* Given problem
Tallying case-sensitively, how many lines of the entries below contain the string "great"? Reply with the number alone.

* Dataset entries
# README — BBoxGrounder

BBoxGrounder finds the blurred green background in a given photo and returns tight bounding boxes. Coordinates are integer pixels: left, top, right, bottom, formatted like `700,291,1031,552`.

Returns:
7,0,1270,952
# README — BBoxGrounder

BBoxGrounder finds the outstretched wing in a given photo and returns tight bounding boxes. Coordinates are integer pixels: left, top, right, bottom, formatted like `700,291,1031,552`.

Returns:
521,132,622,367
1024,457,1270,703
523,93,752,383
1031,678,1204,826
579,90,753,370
==
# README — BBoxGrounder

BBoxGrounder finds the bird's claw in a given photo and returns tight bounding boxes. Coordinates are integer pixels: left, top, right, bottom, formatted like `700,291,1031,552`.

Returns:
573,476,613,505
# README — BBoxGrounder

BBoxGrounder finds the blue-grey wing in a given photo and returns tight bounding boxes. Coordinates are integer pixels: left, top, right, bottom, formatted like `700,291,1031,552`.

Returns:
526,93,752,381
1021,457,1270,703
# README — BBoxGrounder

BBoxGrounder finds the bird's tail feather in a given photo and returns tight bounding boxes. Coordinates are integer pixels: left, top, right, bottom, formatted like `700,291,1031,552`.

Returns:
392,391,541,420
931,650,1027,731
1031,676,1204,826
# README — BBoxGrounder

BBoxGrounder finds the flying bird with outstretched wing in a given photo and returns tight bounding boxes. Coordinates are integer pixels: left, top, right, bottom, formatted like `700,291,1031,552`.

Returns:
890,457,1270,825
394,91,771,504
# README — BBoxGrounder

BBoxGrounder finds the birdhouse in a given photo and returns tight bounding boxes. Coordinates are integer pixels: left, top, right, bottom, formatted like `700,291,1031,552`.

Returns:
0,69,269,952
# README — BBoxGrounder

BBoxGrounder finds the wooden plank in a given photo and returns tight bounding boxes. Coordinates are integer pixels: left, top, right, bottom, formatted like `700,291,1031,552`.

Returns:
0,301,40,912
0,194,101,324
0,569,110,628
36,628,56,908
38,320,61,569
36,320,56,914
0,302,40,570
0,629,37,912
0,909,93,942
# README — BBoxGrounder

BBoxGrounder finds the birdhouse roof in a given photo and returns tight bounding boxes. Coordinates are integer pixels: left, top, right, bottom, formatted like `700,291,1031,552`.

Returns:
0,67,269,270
==
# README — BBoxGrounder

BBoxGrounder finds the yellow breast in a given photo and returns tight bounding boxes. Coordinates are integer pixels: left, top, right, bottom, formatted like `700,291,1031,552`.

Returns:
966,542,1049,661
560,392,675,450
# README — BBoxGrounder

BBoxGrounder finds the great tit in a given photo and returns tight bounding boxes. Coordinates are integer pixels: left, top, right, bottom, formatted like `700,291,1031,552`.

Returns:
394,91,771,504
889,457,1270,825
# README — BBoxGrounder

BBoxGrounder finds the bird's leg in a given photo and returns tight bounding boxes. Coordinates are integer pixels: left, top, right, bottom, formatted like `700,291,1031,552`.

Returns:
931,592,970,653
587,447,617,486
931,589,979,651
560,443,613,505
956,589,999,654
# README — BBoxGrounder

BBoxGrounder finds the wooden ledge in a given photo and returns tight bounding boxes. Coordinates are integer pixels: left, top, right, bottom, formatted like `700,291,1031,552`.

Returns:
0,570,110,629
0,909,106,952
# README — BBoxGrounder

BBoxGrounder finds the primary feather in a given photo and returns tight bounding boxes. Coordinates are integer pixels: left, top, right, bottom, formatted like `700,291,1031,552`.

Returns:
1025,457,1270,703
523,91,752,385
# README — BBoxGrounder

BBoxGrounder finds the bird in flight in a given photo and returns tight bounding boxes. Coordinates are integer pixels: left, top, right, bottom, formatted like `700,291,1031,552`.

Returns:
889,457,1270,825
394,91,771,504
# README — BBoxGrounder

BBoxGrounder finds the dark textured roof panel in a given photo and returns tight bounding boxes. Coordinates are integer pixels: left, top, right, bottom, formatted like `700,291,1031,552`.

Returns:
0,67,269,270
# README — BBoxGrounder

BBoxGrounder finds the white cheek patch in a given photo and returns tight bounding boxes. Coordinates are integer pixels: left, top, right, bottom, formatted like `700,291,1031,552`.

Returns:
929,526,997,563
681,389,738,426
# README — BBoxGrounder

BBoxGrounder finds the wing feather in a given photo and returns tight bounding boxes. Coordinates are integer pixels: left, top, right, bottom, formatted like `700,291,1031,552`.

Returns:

* The completed task
1